## WHAT TO DO
Below are records; repeat them all exactly.

Saved data entries
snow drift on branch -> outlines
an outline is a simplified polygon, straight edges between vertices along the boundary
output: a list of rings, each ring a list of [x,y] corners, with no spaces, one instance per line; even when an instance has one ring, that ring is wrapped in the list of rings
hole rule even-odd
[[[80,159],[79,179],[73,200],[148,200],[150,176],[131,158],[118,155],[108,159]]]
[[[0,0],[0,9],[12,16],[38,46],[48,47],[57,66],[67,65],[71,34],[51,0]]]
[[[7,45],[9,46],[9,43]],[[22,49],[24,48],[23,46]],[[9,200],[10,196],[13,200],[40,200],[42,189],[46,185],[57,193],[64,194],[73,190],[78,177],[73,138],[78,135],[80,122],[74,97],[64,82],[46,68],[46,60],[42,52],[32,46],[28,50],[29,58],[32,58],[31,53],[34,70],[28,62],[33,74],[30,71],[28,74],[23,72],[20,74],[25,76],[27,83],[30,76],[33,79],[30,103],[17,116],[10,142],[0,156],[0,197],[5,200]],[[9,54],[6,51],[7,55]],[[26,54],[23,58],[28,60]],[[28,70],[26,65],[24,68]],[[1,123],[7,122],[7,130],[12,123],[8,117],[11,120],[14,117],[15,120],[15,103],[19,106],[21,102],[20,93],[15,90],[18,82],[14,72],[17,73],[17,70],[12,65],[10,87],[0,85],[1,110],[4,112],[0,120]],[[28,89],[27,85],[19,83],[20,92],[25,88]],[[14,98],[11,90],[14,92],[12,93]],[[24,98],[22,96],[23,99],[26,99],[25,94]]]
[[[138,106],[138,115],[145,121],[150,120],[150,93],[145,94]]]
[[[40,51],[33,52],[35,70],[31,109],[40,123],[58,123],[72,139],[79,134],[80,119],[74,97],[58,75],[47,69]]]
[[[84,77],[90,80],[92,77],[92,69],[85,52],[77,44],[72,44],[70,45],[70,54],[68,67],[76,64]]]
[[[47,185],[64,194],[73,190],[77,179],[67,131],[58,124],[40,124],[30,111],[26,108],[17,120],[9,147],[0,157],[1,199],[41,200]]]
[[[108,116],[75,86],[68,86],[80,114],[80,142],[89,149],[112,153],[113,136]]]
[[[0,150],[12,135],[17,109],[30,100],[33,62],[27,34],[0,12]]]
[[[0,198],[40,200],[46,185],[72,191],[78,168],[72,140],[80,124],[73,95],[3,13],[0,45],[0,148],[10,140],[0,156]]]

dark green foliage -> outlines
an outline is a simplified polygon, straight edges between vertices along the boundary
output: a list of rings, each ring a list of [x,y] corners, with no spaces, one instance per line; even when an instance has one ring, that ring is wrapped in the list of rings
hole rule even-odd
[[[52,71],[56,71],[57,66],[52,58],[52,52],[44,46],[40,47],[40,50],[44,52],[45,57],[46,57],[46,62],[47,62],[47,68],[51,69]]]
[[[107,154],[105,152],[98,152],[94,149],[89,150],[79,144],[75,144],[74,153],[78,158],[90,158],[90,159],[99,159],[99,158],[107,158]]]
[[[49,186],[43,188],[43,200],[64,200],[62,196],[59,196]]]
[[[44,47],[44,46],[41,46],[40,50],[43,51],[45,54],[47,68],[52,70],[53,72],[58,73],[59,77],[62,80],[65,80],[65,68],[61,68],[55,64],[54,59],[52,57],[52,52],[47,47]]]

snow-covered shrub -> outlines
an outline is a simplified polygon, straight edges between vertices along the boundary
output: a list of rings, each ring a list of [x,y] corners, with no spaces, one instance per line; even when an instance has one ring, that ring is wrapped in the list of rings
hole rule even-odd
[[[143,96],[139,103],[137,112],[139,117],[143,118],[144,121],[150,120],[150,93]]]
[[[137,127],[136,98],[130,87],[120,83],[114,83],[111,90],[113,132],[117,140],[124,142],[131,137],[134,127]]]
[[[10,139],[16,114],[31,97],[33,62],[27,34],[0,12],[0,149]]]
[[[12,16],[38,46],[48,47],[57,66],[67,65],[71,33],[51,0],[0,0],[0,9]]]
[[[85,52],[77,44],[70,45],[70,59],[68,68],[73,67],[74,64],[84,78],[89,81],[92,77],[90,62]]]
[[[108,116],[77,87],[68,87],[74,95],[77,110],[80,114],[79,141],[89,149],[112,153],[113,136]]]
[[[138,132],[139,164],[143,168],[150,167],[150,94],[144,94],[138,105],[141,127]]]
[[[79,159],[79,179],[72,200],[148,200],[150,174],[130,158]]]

## RESULT BELOW
snow drift on branch -> outlines
an outline is a simplified polygon, straight edges between vertices along the boundary
output: a list of rings, each ring a list of [x,y] corners, with no spaces, one instance per line; even when an instance has one ring, that ring is wrapped in the list of rings
hole rule even-odd
[[[80,159],[79,179],[73,200],[148,200],[150,176],[131,158],[118,155],[108,159]]]
[[[0,0],[0,9],[12,16],[38,46],[48,47],[57,66],[67,65],[71,34],[51,0]]]
[[[7,45],[9,46],[9,43]],[[22,49],[24,48],[23,46]],[[9,200],[10,196],[13,200],[40,200],[42,189],[46,185],[57,193],[64,194],[73,190],[78,177],[73,138],[78,135],[80,122],[74,97],[64,82],[46,68],[46,60],[42,52],[32,46],[28,50],[29,58],[32,58],[31,53],[34,70],[28,62],[33,74],[30,71],[28,74],[23,72],[20,74],[25,76],[27,83],[30,76],[33,79],[30,103],[17,116],[10,142],[0,156],[0,197],[5,200]],[[9,54],[6,51],[7,55]],[[26,54],[23,58],[28,60]],[[28,70],[26,65],[24,68]],[[1,123],[7,122],[7,130],[12,123],[8,117],[11,120],[14,117],[15,120],[15,103],[19,106],[21,102],[20,93],[15,90],[18,82],[14,72],[17,73],[17,70],[12,65],[10,87],[0,85],[1,110],[4,112],[0,120]],[[28,89],[27,85],[19,83],[20,92],[25,88]],[[14,98],[11,90],[14,92],[12,93]],[[24,98],[22,96],[23,99],[26,99],[25,94]]]
[[[138,106],[138,115],[145,121],[150,120],[150,93],[145,94]]]
[[[40,51],[33,52],[35,70],[31,109],[40,123],[58,123],[72,139],[79,134],[80,119],[74,97],[58,75],[47,69]]]
[[[84,77],[90,80],[92,77],[92,69],[85,52],[77,44],[72,44],[70,45],[70,54],[68,67],[76,64]]]
[[[47,185],[64,194],[73,190],[77,179],[67,131],[58,124],[40,124],[30,111],[26,108],[17,120],[9,147],[0,157],[1,199],[41,200]]]
[[[108,116],[75,86],[68,86],[80,114],[80,142],[89,149],[112,153],[113,136]]]
[[[0,150],[12,135],[17,109],[30,100],[33,62],[27,34],[0,12]]]
[[[0,198],[40,200],[46,185],[72,191],[78,168],[72,140],[80,124],[73,95],[3,13],[0,45],[0,148],[10,140],[0,156]]]

dark green foliage -> outlines
an outline is a simplified polygon, straight edges between vertices along the boundary
output: a list of rings, each ring a list of [x,y] corners, with no spaces, one instance per line; even when an instance has one ring, that ring is wrapped in the list of rings
hole rule even-odd
[[[52,71],[56,71],[57,66],[52,58],[52,52],[44,46],[40,47],[40,50],[44,52],[45,57],[46,57],[46,62],[47,62],[47,68],[51,69]]]
[[[107,154],[105,152],[98,152],[94,149],[89,150],[79,144],[75,144],[74,153],[78,158],[90,158],[90,159],[99,159],[99,158],[107,158]]]
[[[49,186],[43,188],[43,200],[64,200],[62,196],[59,196]]]
[[[44,47],[44,46],[41,46],[40,50],[43,51],[45,54],[47,68],[52,70],[53,72],[58,73],[59,77],[62,80],[65,80],[65,68],[61,68],[55,64],[54,59],[52,57],[52,52],[47,47]]]

snow-covered shrub -> outlines
an outline is a simplified polygon, straight edges between vertices along the boundary
output: a list of rings, each ring a list of [x,y] corners, with no spaces, one instance per line; even when an instance has one ring, that ring is wrapped in the list of rings
hole rule even-odd
[[[143,96],[139,103],[137,112],[139,117],[143,118],[144,121],[150,120],[150,93]]]
[[[137,127],[136,98],[130,87],[120,83],[114,83],[111,90],[113,132],[117,140],[124,142],[131,137],[134,127]]]
[[[10,139],[16,114],[31,97],[33,62],[27,34],[0,12],[0,149]]]
[[[12,16],[38,46],[48,47],[57,66],[67,65],[71,33],[51,0],[0,0],[0,9]]]
[[[85,52],[77,44],[70,45],[70,59],[68,68],[73,67],[74,64],[84,78],[89,81],[92,77],[90,62]]]
[[[108,116],[77,87],[68,87],[74,95],[77,110],[80,114],[79,141],[89,149],[112,153],[113,136]]]
[[[138,132],[139,164],[143,168],[150,167],[150,94],[144,94],[138,105],[141,127]]]
[[[79,159],[79,179],[72,200],[148,200],[150,174],[130,158]]]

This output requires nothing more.